> **To be done**:
From the listing below, keep only the lines containing the string "shadow". Case counts.

[Point labels for objects]
☆ ☆ ☆ ☆

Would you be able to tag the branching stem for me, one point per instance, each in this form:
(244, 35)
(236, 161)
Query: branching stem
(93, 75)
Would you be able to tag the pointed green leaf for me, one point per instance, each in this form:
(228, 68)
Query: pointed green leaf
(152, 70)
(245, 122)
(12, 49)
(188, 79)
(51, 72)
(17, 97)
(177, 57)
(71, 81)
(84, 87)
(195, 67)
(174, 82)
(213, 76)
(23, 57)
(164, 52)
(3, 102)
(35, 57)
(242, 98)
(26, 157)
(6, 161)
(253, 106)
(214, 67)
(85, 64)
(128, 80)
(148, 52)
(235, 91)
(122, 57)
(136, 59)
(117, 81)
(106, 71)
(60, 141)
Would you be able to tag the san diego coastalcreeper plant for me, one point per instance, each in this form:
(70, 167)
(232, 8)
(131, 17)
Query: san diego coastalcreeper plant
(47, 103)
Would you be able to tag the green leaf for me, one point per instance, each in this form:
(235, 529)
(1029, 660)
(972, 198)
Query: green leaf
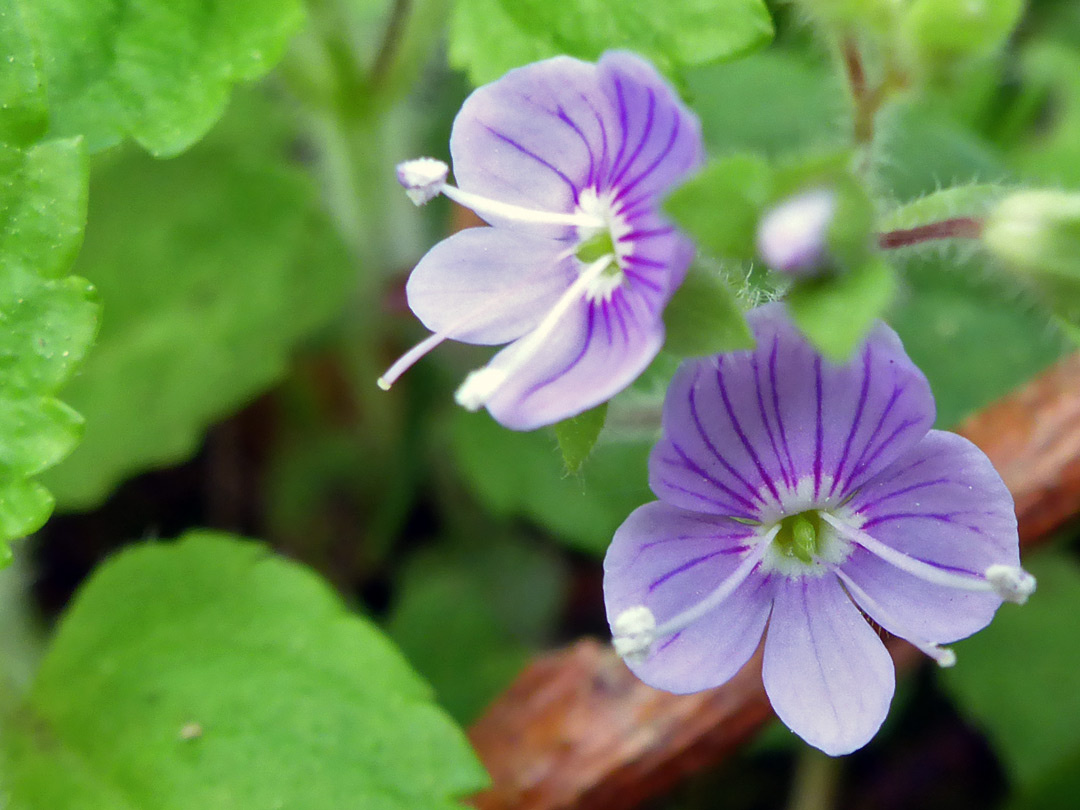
(775, 103)
(159, 70)
(703, 318)
(50, 321)
(221, 676)
(214, 266)
(486, 34)
(1030, 710)
(578, 434)
(720, 205)
(486, 41)
(836, 312)
(522, 475)
(23, 111)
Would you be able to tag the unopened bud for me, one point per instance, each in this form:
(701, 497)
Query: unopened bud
(793, 238)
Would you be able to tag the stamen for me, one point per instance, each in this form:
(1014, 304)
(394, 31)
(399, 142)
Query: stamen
(943, 656)
(424, 178)
(1009, 582)
(481, 386)
(635, 630)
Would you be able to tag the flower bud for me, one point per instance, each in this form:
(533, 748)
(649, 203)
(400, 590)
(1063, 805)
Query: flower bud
(1037, 232)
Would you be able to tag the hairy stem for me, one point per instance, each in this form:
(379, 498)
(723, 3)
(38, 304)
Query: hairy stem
(956, 228)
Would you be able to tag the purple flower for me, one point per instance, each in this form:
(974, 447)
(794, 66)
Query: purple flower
(795, 496)
(567, 161)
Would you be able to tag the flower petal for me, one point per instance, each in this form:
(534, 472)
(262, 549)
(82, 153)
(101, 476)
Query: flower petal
(599, 348)
(669, 559)
(827, 674)
(488, 285)
(945, 504)
(748, 429)
(653, 140)
(534, 137)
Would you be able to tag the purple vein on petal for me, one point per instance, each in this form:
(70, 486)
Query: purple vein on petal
(939, 516)
(863, 394)
(819, 431)
(514, 145)
(765, 420)
(698, 470)
(775, 405)
(657, 161)
(910, 422)
(696, 416)
(742, 436)
(649, 118)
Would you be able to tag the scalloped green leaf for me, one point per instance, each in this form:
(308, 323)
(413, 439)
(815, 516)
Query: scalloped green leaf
(215, 265)
(48, 321)
(208, 673)
(159, 71)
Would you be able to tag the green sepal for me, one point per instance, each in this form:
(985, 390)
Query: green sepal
(703, 318)
(577, 435)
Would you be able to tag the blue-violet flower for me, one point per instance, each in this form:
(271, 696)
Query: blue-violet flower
(567, 161)
(797, 496)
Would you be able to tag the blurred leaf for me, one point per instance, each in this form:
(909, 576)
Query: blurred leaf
(944, 31)
(49, 320)
(160, 70)
(836, 312)
(488, 37)
(703, 318)
(210, 674)
(214, 266)
(578, 434)
(23, 112)
(522, 475)
(505, 595)
(1017, 677)
(720, 205)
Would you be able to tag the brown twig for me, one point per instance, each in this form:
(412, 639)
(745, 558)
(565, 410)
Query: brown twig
(578, 731)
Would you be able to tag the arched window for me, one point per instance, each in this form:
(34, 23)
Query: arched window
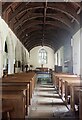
(43, 56)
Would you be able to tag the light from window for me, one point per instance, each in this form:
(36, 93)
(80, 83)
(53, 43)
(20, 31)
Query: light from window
(42, 56)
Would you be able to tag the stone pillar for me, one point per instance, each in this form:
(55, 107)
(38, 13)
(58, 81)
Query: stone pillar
(1, 57)
(81, 52)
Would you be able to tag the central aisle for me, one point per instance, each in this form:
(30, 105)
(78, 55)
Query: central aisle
(46, 103)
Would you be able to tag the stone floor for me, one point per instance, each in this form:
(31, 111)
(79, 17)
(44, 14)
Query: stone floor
(47, 104)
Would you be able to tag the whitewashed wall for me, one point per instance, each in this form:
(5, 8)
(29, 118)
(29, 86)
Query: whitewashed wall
(12, 41)
(60, 60)
(76, 53)
(34, 57)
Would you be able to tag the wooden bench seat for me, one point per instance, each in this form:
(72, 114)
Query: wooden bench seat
(18, 84)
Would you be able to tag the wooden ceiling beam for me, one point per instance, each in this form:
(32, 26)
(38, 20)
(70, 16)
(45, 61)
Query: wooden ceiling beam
(35, 24)
(61, 7)
(60, 17)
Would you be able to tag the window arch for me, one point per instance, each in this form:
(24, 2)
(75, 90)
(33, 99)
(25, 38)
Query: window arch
(42, 56)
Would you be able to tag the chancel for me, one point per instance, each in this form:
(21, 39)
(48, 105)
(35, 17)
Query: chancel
(41, 60)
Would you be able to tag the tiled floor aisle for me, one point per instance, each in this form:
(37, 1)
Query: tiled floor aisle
(46, 103)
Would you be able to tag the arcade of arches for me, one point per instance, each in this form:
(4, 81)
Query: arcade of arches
(41, 59)
(16, 52)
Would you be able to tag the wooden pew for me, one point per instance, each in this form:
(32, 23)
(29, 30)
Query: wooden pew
(17, 80)
(17, 101)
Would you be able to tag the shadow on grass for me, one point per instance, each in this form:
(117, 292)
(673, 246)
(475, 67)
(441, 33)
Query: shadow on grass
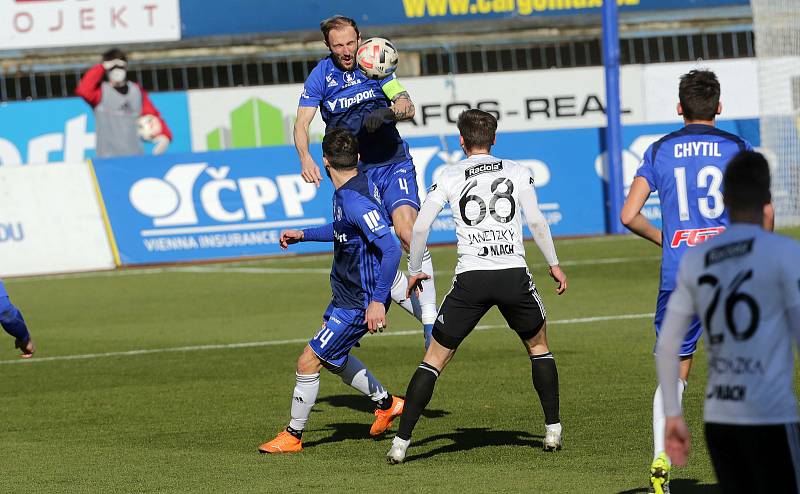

☆ ☆ ☆ ☆

> **Task solution**:
Would you be able to tag the shadow on grass for me, one point per instance, each in this form:
Query: shadow on grass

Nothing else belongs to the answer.